TO DO –
What do the lines from the one containing "Can you spot the stone" through the end of the entries say? Quote them exactly, and only them.

++++

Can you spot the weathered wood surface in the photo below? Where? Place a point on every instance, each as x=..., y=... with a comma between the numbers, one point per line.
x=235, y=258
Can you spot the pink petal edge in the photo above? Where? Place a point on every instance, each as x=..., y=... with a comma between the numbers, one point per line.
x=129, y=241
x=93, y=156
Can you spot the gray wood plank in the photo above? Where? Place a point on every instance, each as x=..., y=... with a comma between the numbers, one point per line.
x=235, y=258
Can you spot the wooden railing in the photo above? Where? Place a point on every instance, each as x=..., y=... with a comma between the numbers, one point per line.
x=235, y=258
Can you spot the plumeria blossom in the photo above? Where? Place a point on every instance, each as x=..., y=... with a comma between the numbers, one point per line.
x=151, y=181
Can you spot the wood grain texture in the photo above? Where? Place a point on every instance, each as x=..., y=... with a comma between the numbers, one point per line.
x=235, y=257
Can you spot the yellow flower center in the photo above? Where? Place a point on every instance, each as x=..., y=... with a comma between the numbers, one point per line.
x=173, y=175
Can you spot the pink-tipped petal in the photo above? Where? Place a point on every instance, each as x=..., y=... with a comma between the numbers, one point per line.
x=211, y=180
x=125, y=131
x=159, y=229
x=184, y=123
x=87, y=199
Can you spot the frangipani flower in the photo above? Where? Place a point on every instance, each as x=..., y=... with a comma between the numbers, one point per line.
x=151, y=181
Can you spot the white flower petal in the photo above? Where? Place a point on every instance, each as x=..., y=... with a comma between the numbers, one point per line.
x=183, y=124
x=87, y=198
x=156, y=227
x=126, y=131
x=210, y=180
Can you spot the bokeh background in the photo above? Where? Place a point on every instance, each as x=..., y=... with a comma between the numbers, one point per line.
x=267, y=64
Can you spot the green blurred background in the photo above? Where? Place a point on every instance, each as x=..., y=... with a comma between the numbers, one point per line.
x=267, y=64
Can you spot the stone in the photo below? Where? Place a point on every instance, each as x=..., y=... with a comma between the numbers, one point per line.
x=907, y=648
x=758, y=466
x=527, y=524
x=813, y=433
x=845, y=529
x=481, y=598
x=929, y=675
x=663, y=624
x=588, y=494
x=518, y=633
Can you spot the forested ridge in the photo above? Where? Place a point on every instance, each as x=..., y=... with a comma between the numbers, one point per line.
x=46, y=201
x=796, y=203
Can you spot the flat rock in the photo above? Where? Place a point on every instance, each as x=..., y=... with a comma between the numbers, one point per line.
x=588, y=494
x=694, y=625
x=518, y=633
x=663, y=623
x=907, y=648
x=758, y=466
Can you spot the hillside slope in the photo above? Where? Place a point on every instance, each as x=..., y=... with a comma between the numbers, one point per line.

++++

EXERCISE ANSWER –
Can you spot the stone in the photo below? Where? Place a point on every instance, each as x=..., y=... with a comma between the numbers, one point per line.
x=907, y=648
x=758, y=466
x=527, y=524
x=813, y=433
x=845, y=529
x=481, y=598
x=929, y=675
x=663, y=624
x=588, y=494
x=518, y=633
Can you spot the forested ridge in the photo above? Where? Place a point on every instance, each as x=..., y=... with a comma between the numbers, one point per line.
x=46, y=201
x=796, y=203
Can you spot the flat rock in the photo above? Where? Place a point on every instance, each as x=..., y=... with a comma between the numbers, one point per line.
x=588, y=494
x=694, y=625
x=518, y=633
x=663, y=623
x=907, y=648
x=758, y=466
Can you spot the hillside slope in the photo above? Where? Place a point on every instance, each as x=..., y=... with a comma between the numbers, one point per line.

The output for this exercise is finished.